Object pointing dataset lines
------------------------------

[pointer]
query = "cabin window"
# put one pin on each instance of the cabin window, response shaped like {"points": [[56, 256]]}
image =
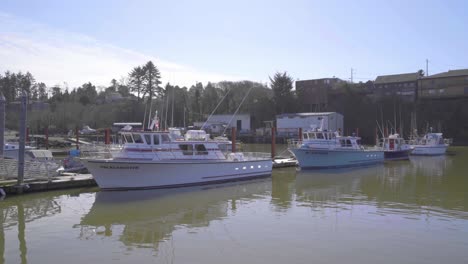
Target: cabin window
{"points": [[200, 149], [128, 138], [148, 139], [186, 149], [165, 138], [156, 139], [137, 138]]}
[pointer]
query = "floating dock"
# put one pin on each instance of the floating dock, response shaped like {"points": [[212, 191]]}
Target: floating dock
{"points": [[57, 183]]}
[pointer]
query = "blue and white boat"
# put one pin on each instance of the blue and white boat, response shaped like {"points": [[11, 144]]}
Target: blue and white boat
{"points": [[322, 149], [431, 144], [395, 148]]}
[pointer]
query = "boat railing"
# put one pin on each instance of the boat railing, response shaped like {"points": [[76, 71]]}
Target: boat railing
{"points": [[320, 144], [33, 169], [99, 150], [247, 156]]}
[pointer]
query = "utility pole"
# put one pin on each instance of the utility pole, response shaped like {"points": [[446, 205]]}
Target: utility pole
{"points": [[427, 67]]}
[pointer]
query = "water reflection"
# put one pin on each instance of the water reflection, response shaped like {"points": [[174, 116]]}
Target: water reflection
{"points": [[150, 216], [332, 188], [21, 210], [321, 210]]}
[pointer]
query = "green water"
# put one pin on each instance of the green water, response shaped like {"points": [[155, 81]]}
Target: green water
{"points": [[401, 212]]}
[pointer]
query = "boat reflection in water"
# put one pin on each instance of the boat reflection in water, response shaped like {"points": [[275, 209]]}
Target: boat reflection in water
{"points": [[151, 216]]}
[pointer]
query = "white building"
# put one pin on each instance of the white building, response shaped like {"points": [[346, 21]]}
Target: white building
{"points": [[240, 121], [289, 124]]}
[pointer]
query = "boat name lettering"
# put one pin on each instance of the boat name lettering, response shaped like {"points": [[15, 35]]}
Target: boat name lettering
{"points": [[119, 167]]}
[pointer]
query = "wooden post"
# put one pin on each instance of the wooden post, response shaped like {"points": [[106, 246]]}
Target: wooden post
{"points": [[46, 132], [77, 132], [273, 142], [233, 139], [27, 136], [376, 137], [107, 136]]}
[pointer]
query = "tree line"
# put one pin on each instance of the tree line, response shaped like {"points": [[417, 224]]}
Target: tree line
{"points": [[143, 92]]}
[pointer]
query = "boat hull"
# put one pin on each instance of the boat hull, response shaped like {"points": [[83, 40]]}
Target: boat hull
{"points": [[117, 175], [429, 150], [324, 159], [397, 154]]}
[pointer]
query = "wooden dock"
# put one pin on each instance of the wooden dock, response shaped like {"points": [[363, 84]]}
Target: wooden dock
{"points": [[56, 183]]}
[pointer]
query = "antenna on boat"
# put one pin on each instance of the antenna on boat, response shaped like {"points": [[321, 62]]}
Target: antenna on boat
{"points": [[222, 99], [243, 99]]}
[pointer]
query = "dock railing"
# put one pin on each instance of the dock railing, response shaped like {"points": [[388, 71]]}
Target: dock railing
{"points": [[32, 169]]}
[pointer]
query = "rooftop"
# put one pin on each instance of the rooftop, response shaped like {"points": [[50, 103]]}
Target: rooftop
{"points": [[397, 78], [450, 73], [290, 115]]}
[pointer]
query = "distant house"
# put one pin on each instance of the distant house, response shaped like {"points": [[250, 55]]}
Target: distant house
{"points": [[32, 105], [289, 124], [404, 85], [314, 93], [113, 97], [240, 121], [448, 84]]}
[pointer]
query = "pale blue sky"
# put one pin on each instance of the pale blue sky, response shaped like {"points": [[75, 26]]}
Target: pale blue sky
{"points": [[79, 41]]}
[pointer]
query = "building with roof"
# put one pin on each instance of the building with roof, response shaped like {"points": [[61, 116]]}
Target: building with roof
{"points": [[217, 122], [289, 124], [313, 94], [450, 84], [404, 85]]}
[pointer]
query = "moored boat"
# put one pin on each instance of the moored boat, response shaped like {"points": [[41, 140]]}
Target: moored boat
{"points": [[323, 149], [155, 160], [395, 148]]}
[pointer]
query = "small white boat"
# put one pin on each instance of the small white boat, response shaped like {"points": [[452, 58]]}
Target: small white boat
{"points": [[395, 148], [431, 144], [155, 160], [11, 150], [323, 149]]}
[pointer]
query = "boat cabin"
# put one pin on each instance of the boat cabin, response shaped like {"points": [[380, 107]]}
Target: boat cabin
{"points": [[329, 140], [149, 145]]}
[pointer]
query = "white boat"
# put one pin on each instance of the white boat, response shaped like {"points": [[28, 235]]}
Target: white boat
{"points": [[395, 147], [431, 144], [322, 149], [155, 160], [11, 150]]}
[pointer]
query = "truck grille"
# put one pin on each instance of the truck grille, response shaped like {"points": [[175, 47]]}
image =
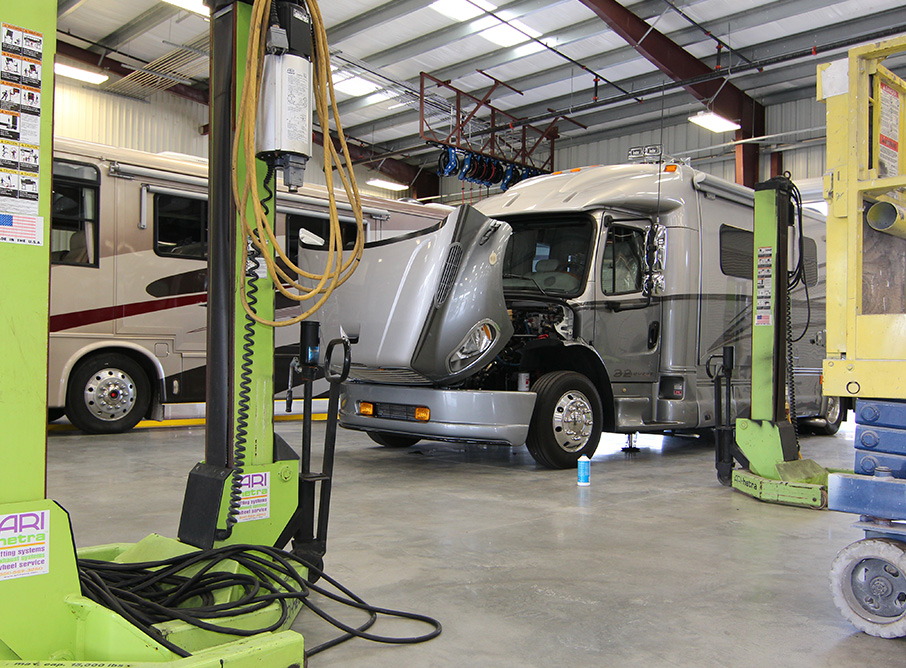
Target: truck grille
{"points": [[448, 278], [387, 376]]}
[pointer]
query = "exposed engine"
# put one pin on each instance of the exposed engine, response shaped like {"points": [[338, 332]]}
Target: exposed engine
{"points": [[537, 325]]}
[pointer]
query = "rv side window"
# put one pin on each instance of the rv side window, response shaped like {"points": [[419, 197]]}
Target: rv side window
{"points": [[74, 213], [621, 270], [180, 226], [736, 248], [315, 233]]}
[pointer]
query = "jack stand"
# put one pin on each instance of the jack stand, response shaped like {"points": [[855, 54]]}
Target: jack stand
{"points": [[769, 442], [631, 448]]}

------------------------------

## What is required
Show every line above that contains the word "antenna", treating uppercase and lowercase as distinct.

## Answer below
query = "antenna on boat"
# put one pin on each instance of the antenna on boat, response shaped like {"points": [[321, 62]]}
Target: antenna on boat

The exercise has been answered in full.